- [Assignment]: Translate this sentence from the passage on Vought and OMB below into Spanish: "Even though the Senate has not yet scheduled a vote on Vought’s nomination, some budget staffers have quietly departed OMB, a tension that former officials attributed to friction between the incoming leader and the career civil service."

Vought this week said some of Trump’s early actions impose only a “programmatic delay” on federal funds, noting the administration would soon begin a legal review on the issue. (He and his allies have articulated a detailed explanation for why they believe the existing spending law is unconstitutional.) But Democrats led by Sen. Patty Murray (D-WA) still questioned the president’s directives, warning that Vought’s proposed tactics threaten to undermine dealmaking in Congress
“And I have to say that your answer to this should be disconcerting to every single member on this committee,” Murray added.
Even though the Senate has not yet scheduled a vote on Vought’s nomination, some budget staffers have quietly departed OMB, a tension that former officials attributed to friction between the incoming leader and the career civil service. Dating back to Trump’s term, Vought has supported efforts to reclassify federal workers in a way that would allow the president to fire them more easily— a designation, known as Schedule F, that Trump revived as one of his first acts in office.
You’d have to be an idiot to miss the fact that virtually all of Trump’s early actions— the blitz of executive actions— mirror Project 2025. Jonathan Tamari and Brandon Lee reported that an analysis found that dozens of executive actions rolled out by the new administration this week mirror recommendations in the sweeping plan. In all, more than 30 out of Trump’s 47 initial executive actions as of Thursday afternoon match or partially align with ideas promoted in Project 2025, the analysis found.

- [Recorded information]:
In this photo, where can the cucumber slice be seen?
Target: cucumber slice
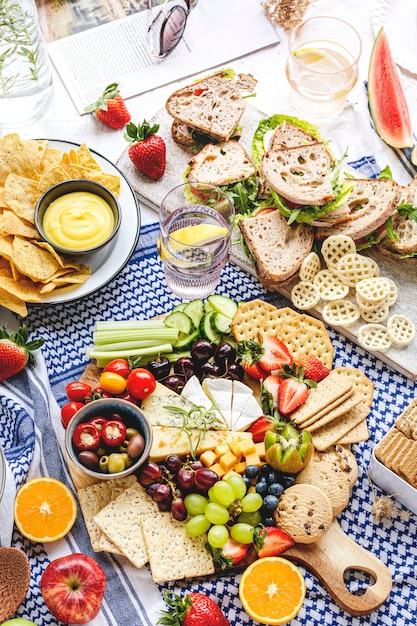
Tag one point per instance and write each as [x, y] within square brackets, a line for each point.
[206, 328]
[194, 309]
[180, 320]
[223, 304]
[220, 323]
[185, 342]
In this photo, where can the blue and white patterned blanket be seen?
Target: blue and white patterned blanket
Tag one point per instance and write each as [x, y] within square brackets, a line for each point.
[32, 438]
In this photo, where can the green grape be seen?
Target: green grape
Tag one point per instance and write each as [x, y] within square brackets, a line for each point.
[238, 485]
[197, 525]
[243, 533]
[217, 536]
[253, 519]
[195, 503]
[216, 513]
[251, 502]
[223, 493]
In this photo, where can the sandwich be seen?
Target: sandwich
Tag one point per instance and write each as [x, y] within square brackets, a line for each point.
[210, 109]
[276, 247]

- [Written solution]: Aunque el Senado aún no ha programado una votación sobre la nominación de Vought, algunos empleados de presupuesto han dejado discretamente la OMB, una tensión que antiguos funcionarios atribuyeron a la fricción entre el líder entrante y el servicio civil de carrera.